Start
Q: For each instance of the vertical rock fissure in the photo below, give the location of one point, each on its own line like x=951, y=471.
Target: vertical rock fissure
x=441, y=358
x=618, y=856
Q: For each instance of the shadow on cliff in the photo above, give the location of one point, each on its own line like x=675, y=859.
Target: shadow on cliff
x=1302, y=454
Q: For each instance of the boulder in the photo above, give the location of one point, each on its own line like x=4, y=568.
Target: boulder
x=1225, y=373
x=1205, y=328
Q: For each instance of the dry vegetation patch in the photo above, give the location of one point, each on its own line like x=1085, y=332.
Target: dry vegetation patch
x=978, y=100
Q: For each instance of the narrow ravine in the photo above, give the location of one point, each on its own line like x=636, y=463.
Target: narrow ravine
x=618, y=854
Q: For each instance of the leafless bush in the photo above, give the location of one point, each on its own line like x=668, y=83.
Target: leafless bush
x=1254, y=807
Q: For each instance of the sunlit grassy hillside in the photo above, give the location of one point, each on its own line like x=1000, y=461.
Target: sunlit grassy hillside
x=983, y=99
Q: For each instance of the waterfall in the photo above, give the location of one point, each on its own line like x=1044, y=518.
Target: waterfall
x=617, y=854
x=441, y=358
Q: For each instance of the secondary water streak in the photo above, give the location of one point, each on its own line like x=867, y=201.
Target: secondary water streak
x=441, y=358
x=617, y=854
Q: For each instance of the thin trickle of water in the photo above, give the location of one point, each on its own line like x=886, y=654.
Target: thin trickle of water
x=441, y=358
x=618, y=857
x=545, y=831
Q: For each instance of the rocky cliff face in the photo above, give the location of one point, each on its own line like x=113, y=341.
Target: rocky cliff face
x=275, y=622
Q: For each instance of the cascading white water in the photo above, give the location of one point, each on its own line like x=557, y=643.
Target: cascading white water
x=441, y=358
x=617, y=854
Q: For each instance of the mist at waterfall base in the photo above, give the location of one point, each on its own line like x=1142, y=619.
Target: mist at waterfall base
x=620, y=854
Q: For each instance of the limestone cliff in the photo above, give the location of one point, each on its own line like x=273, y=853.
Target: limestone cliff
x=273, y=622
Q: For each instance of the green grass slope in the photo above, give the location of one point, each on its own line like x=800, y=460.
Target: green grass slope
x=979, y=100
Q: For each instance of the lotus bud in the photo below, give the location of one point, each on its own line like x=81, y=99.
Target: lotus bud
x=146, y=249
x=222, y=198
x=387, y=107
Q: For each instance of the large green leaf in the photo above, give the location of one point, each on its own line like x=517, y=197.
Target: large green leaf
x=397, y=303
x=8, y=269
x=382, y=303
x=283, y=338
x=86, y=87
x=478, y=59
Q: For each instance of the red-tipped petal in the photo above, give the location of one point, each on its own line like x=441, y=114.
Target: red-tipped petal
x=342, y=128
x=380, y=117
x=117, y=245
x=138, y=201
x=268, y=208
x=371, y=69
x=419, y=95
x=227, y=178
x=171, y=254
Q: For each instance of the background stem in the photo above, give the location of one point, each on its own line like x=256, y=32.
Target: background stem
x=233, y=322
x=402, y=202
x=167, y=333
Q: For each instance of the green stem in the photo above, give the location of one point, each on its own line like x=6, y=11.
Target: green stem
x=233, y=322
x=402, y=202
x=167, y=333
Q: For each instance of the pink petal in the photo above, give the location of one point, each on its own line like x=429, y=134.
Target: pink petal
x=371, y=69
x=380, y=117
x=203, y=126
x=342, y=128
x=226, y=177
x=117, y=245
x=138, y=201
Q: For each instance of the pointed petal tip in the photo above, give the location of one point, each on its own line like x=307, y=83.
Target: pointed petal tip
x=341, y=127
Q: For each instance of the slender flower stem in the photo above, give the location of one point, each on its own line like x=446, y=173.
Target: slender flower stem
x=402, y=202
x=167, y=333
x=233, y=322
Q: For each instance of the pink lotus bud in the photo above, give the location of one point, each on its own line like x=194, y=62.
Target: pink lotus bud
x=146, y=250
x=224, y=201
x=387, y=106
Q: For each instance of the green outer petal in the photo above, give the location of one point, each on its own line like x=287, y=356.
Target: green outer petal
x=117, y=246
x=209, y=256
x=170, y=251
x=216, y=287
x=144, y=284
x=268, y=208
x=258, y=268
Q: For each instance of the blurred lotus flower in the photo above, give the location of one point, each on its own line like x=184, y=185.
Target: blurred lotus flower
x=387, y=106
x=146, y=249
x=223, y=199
End
Exercise objective -
Reproduce every one of the lines above word for word, in the same order.

In response -
Q: For each instance of the vertical rock fissure in the photo below, give the location of one point, each on its own line like x=951, y=471.
Target: vertical rock fissure
x=441, y=358
x=618, y=856
Q: For each instance of the shadow on cliff in the photo above, give the location of one point, each on its own line like x=675, y=859.
Target: shadow on cliff
x=1302, y=454
Q: For each instance of the boulder in the photo above, give the location of one point, each on its own line like x=4, y=568.
Target: boulder
x=1225, y=373
x=1205, y=328
Q: For each instance of the dry vegetation patch in the photo above, give the location of one point, each on its own line like x=1085, y=332.
Target: dry vegetation patch
x=978, y=100
Q: For each instance of the narrow ravine in the photo above, give the location of one point, each on its own line like x=636, y=463.
Target: narrow ravine
x=618, y=854
Q: For each instance of the leafless bush in the photo above, give the location of one point, each on its own line like x=668, y=83.
Target: leafless bush
x=1254, y=807
Q: For each instance of the sunlit grassy hillside in the photo above, give the location of one point, each on its own line like x=1000, y=461.
Target: sunlit grassy hillside
x=983, y=99
Q: For each instance of the waterfall in the photo above, give the location of one point, each on its own line like x=1044, y=518.
Target: waterfall
x=617, y=854
x=441, y=358
Q: For each instance of the secondary water streak in the photo above, give the location of one point, each on its own line like x=867, y=201.
Target: secondary water streak
x=441, y=358
x=617, y=854
Q: For each instance of the thin trickle of water in the photo above, give the location of one point, each on its own line like x=886, y=654.
Target: thin trickle of water
x=441, y=358
x=618, y=857
x=545, y=831
Q: For each instance of the rocky cliff face in the photo above, give the location of one point, each on its own line like x=113, y=341.
Target: rocky cliff face
x=275, y=622
Q: For each instance of the cascading white water in the photo above, give the location of one point, each on its own line like x=557, y=643.
Target: cascading white water
x=441, y=358
x=617, y=854
Q: For each instance of the mist at waterfall base in the photo above, give the location of one point, each on its own line like x=1142, y=619.
Target: mist at waterfall base
x=620, y=854
Q: For each instance of the limestone cliff in the photo above, give the location of one point, each on its own line like x=273, y=853.
Target: limestone cliff
x=273, y=622
Q: For each instance of the green grass slope in the photo above, give the location of one point, each on its own line like x=800, y=460.
Target: green grass slope
x=979, y=100
Q: For each instance of the lotus bud in the photo below, give the location of one point, each on its own line like x=81, y=99.
Target: lotus bud
x=146, y=249
x=222, y=198
x=387, y=107
Q: For each instance of the large green leaf in the photo above, give the location of one point, each on its own line like x=517, y=197.
Target: large green leaf
x=397, y=303
x=8, y=269
x=382, y=303
x=283, y=338
x=86, y=87
x=478, y=59
Q: For each instance of the red-tipped petal in the photo above, give the location of one point, each on its own line like x=441, y=114.
Target: red-tipped petal
x=342, y=128
x=380, y=117
x=117, y=245
x=138, y=201
x=268, y=208
x=371, y=69
x=419, y=95
x=227, y=178
x=171, y=254
Q: For each instance of the background stem in the photo above, give the location of one point, each on its own line like x=256, y=32.
Target: background stem
x=233, y=322
x=402, y=202
x=167, y=333
Q: For each instance of the green stem in the photo above, give the location of one point, each on its own line like x=6, y=11.
Target: green stem
x=233, y=322
x=402, y=202
x=167, y=333
Q: For each instance of the pink petal in the photo above, give the location of one point, each on its own line like x=429, y=134.
Target: pink petal
x=371, y=69
x=380, y=117
x=203, y=126
x=342, y=128
x=226, y=177
x=117, y=245
x=138, y=201
Q: For each instance of the pointed petal tip in the photo above, give the location of one point, each on its own line like x=307, y=83.
Target: pointed petal tip
x=341, y=127
Q: For each instance of the slender flower stem in the photo above, give the location of one point, each on its own line like x=446, y=173.
Target: slender flower stem
x=402, y=202
x=167, y=333
x=233, y=322
Q: For each instance of the pink lotus bud in the photo above, give the location of one point, each on its own line like x=194, y=62.
Target: pink lotus bud
x=146, y=250
x=224, y=201
x=387, y=106
Q: For each instance of the green outer petal in the photo above, give the location of one point, each on its own line like x=287, y=356.
Target: green outer petal
x=117, y=246
x=209, y=256
x=170, y=251
x=216, y=287
x=144, y=284
x=268, y=208
x=258, y=268
Q: For each instance of the blurred lotus flower in the photo above, give the location of one point, each on its own line like x=184, y=185.
Target: blurred lotus flower
x=387, y=106
x=146, y=249
x=223, y=199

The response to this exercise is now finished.